Fassen Sie den Absatz im Quellenauszug, der mit „Etwa unter dem Schlagwort Siemens-City“ beginnt, als knappe Stichpunktliste zusammen und behalten Sie dabei seine wesentlichen Fakten bei.

Quellenauszug →
····················

Wienwahl wühlt Erde auf
"Die Rache des Journalisten am Politiker ist das Archiv", wusste schon ORF-Legende Robert Hochner. Und wer punkto Spatenstiche im Archiv tief genug gräbt, der befördert reichlich für Politiker unangenehmes Material an die Oberfläche.
Etwa unter dem Schlagwort Siemens-City : Am 31. August 2005 ist es wieder Bürgermeister Häupl, der den Spaten sticht - diesmal in die Floridsdorfer Erde, um den Bau der neuen Konzernzentrale des Elektronikriesen einzuläuten. Keine zwei Monate vor der Gemeinderatswahl erklärte das Stadtoberhaupt diesen Tag zu einem "historischen Datum" in der Industrieentwicklung Wiens.
Die 6500 Siemens-Mitarbeiter, die zweieinhalb Jahre später in der neuen Zentrale arbeiten könnten, wissen dieses Datum nicht zu schätzen - denn statt einer futuristischen "City" breitet sich in der Floridsdorfer Ebene gähnende Leere aus.
Am Mittwoch dieser Woche wurden nun erst die "Detailpläne" des Projekts sowie der geplante Bezugstermin 2010 präsentiert - der längst erfolgte Spatenstich wurde dezent verschwiegen. Und in einer SPÖ-Aussendung ließ man vor kurzem wissen, dass die Flächenwidmung bald beschlossen werde. Womit man 2005 weit entfernt von jeglicher Baugenehmigung war. Aber keine Sorge, der Bürgermeister machte sich als voreiliger Spatenstecher gewiss nicht strafbar, seine Pressestelle muss sich aber in Erklärungen winden: Derartige Umstände passierten wohl aufgrund "der Komplexität der Dinge", heißt es.
Brücke ohne Anschluss
Die Wiener Grünen bezeichneten Häupl einmal als "Weltmeister im Spatenstechen", womit sie sich einen innerparteilichen Zwist mit den niederösterreichischen Grünen eingehandelt haben. Denn für die steht ihr Landeshauptmann Erwin Pröll (ÖVP) als wahrer Meister des Spatens fest. Und wer im blau-gelben Land viel bauen lässt - vom Kreisverkehr bis zur Schnellstraße - der kann auch schon mal zu früh zum Spaten greifen.

····················

Datenteil →
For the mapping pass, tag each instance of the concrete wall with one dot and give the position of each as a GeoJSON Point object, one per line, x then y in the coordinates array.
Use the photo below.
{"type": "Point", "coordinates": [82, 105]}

····················

Lösung →
- 31. August 2005: Spatenstich durch Bürgermeister Häupl in Floridsdorf
- Anlass: Baubeginn der neuen Konzernzentrale von Siemens (Siemens-City)
- Zeitpunkt: weniger als zwei Monate vor der Gemeinderatswahl
- Häupl bezeichnete den Tag als „historisches Datum“ in der Industrieentwicklung Wiens